─── Reading text

What do I know to be true? I know that Aran’s video Harry (2007), breaks my heart, yet simultaneously, I intellectually comprehend that this is not ‘true’, although a truth, that I could be being emotionally manipulated into something that becomes. The same is true of Untitled, 2006, in which the artist sits in an otherwise empty room, crying, comforting or being comforted by his dog, and as both persist in emotionally tearing me apart, I have to think very hard to figure this out before the daily encounter with the exhibition pushes me over an edge.

Harry is structured on what appears to be a night time newscast, filmed in front of a construction site. However, the prosaic nature of the action is emotionally amplified by the drama of the lighting, the slowed motion and the visual impact of the workers struggling against extreme cold. The newscaster is muted and replaced by a disembodied narrator reading a love letter, expressed with the exaggerated cadence of a Victorian romantic. He describes his feelings for a lover in clichéd terms that rely heavily on animal metaphors. The purple and gilded prose, the tortured similes and the disruption of repetition are almost contained and even transmuted to magical evocation by the skill of the voice-over actor. Repetition of the script gradually reorients the focus from established literary comparisons; “he is as gentle as a bear, as hungry as a wolf, as wise as an owl” etc, to the power relationship between the camera, the subject and the viewer – leaving us again with doubt in respect to how truth is ‘manufactured’, rather than that it simply exists. Unable to piece together the fractured mood we seek clues through the intertextuality of visuals, language, and shared cultural experience, only to be confronted with open-endedness; a litany of questions, that are all meaningful, but have particular meaning.

──────

Written task A:
Answer these questions on the passage about Aran's videos:
(i) In what year was the video Harry made?
(ii) In Untitled, 2006, what is the artist doing as he sits in the otherwise empty room?
(iii) In Harry, what does the disembodied narrator read?

─── Given records

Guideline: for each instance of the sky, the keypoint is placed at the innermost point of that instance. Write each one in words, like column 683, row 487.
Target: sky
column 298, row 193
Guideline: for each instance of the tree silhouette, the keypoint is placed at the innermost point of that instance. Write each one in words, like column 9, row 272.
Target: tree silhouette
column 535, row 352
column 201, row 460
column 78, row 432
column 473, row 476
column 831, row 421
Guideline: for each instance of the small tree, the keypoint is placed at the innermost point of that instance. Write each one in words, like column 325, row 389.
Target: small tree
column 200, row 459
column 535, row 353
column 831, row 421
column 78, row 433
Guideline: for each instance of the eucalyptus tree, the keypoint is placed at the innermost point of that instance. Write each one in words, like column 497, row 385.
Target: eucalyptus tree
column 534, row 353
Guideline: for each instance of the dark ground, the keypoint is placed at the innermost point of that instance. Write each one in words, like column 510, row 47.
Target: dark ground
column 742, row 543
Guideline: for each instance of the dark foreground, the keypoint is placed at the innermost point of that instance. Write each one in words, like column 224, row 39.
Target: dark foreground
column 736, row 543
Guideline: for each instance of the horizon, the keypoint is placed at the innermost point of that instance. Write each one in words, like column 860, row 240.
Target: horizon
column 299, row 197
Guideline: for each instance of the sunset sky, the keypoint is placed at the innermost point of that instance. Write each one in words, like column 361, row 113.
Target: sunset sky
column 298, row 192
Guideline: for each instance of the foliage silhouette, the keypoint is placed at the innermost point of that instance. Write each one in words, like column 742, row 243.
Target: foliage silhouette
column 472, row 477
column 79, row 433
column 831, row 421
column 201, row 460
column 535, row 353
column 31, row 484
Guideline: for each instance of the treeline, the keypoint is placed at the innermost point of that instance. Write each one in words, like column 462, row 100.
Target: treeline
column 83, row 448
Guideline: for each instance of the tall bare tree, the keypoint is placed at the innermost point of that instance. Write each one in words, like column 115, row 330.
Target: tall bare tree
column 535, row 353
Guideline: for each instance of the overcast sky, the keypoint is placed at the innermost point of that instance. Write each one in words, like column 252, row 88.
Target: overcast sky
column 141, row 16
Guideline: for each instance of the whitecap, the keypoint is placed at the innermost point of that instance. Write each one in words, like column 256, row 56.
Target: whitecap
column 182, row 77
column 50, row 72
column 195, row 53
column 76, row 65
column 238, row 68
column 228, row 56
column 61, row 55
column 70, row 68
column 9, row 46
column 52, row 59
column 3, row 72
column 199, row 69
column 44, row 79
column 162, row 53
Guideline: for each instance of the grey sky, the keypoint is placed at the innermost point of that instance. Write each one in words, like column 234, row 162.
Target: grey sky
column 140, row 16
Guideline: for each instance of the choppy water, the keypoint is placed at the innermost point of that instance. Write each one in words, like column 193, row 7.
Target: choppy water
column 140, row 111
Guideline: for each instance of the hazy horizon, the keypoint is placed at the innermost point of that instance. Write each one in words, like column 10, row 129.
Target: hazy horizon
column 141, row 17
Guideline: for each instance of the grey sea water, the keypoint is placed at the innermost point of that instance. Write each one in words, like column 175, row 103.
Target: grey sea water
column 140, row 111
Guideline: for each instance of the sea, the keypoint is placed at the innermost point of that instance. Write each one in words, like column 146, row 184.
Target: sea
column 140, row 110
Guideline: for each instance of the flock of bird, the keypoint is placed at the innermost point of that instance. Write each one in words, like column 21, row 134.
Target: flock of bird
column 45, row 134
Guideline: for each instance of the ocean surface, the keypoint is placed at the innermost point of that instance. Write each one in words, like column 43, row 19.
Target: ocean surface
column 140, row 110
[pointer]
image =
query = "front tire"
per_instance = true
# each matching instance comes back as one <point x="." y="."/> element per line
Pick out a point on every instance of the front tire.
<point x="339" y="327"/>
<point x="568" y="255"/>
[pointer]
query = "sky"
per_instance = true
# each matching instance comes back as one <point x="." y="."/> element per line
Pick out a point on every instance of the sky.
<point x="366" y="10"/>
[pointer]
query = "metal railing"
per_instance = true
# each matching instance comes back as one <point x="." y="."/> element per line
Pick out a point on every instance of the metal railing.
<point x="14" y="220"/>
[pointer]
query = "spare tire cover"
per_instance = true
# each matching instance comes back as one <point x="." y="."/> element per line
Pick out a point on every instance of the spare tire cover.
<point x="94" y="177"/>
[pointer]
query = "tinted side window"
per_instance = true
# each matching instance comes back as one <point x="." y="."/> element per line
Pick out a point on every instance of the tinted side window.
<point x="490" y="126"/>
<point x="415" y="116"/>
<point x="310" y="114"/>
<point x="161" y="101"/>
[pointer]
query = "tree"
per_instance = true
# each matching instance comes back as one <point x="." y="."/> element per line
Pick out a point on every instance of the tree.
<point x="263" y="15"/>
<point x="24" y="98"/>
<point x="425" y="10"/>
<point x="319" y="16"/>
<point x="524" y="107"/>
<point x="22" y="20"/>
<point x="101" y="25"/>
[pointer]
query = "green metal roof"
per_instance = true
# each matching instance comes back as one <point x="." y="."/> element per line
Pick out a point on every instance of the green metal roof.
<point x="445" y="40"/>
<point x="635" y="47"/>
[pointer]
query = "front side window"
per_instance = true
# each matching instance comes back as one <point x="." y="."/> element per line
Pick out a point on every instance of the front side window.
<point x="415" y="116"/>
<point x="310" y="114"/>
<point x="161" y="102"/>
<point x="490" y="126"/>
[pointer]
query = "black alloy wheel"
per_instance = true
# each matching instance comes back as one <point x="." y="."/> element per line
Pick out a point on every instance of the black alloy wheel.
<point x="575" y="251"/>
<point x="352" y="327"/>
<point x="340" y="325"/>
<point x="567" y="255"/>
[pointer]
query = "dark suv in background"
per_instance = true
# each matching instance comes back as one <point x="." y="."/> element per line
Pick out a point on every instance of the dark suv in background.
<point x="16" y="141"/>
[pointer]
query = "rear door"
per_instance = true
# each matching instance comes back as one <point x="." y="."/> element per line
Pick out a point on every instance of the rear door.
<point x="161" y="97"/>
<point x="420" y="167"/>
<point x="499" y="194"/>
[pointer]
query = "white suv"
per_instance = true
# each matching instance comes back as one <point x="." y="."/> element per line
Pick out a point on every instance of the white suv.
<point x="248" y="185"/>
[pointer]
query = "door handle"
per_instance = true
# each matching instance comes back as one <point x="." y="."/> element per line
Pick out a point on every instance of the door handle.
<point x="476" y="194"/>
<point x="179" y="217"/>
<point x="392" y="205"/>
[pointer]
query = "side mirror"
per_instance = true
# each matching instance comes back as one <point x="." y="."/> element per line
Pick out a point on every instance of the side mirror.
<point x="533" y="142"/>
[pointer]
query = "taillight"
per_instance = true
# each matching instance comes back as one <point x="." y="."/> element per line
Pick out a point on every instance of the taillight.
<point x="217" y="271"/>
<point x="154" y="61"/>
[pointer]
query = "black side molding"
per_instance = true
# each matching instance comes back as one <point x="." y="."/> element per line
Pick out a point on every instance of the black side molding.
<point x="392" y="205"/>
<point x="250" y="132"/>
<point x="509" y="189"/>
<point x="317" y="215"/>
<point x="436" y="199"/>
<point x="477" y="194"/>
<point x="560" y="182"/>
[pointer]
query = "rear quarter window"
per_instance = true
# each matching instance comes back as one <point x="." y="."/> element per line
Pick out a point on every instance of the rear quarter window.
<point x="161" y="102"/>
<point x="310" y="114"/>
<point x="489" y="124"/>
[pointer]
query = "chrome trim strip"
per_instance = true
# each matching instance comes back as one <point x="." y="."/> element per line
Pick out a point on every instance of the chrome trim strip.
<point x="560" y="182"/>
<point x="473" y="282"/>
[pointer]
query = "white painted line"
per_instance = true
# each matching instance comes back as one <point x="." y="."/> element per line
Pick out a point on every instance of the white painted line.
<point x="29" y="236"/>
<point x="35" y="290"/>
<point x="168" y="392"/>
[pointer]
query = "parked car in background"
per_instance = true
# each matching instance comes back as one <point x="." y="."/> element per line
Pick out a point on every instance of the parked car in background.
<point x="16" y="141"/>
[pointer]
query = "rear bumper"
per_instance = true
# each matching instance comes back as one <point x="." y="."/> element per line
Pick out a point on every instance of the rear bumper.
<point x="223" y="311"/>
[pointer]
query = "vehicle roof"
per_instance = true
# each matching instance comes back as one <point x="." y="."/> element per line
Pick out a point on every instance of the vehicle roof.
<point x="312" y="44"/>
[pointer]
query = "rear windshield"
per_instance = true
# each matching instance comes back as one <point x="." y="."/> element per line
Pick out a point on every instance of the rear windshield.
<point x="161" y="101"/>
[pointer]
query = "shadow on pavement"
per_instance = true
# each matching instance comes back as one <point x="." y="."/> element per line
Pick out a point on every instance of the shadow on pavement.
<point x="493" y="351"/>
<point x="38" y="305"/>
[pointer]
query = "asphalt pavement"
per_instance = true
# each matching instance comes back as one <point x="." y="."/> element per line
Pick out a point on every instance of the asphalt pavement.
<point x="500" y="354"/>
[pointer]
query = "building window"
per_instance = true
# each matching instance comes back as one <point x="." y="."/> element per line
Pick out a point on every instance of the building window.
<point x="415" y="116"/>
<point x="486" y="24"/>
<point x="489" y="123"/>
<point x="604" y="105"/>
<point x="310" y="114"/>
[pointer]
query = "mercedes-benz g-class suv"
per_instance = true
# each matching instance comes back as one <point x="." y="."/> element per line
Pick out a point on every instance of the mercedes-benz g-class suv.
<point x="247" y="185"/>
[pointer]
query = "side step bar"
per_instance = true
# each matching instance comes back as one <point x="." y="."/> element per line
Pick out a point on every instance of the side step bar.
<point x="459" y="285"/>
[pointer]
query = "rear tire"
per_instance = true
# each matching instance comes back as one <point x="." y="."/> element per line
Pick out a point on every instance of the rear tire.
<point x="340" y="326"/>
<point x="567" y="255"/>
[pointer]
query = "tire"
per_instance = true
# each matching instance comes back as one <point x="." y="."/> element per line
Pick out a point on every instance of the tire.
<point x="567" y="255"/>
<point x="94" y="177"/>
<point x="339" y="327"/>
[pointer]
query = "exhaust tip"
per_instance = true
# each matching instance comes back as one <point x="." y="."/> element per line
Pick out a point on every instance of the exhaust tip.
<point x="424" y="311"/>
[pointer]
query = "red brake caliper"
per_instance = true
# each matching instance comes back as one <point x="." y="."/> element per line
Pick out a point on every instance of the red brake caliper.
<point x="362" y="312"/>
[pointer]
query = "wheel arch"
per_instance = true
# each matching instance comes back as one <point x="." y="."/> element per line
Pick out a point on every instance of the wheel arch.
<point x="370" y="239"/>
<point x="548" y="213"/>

──────

Written task B: Please update the stretch of the listing from the line that contains "Guideline: for each instance of the dark foreground, the" through the line that contains "column 298, row 192", replacing "keypoint" with "marker" and changing nothing else. Return only those lines.

Complete output A:
(i) 2007.
(ii) He is crying, comforting or being comforted by his dog.
(iii) A love letter.

Complete output B:
Guideline: for each instance of the dark foreground, the marker is placed at the innermost point of that instance. Write each one in words, like column 224, row 39.
Target: dark foreground
column 736, row 543
Guideline: for each instance of the horizon, the marker is placed at the innermost point of that instance. Write each one in words, like column 860, row 240.
Target: horizon
column 299, row 197
Guideline: for each instance of the sunset sky, the marker is placed at the innermost point of that instance. Write each one in words, like column 361, row 113.
Target: sunset sky
column 298, row 192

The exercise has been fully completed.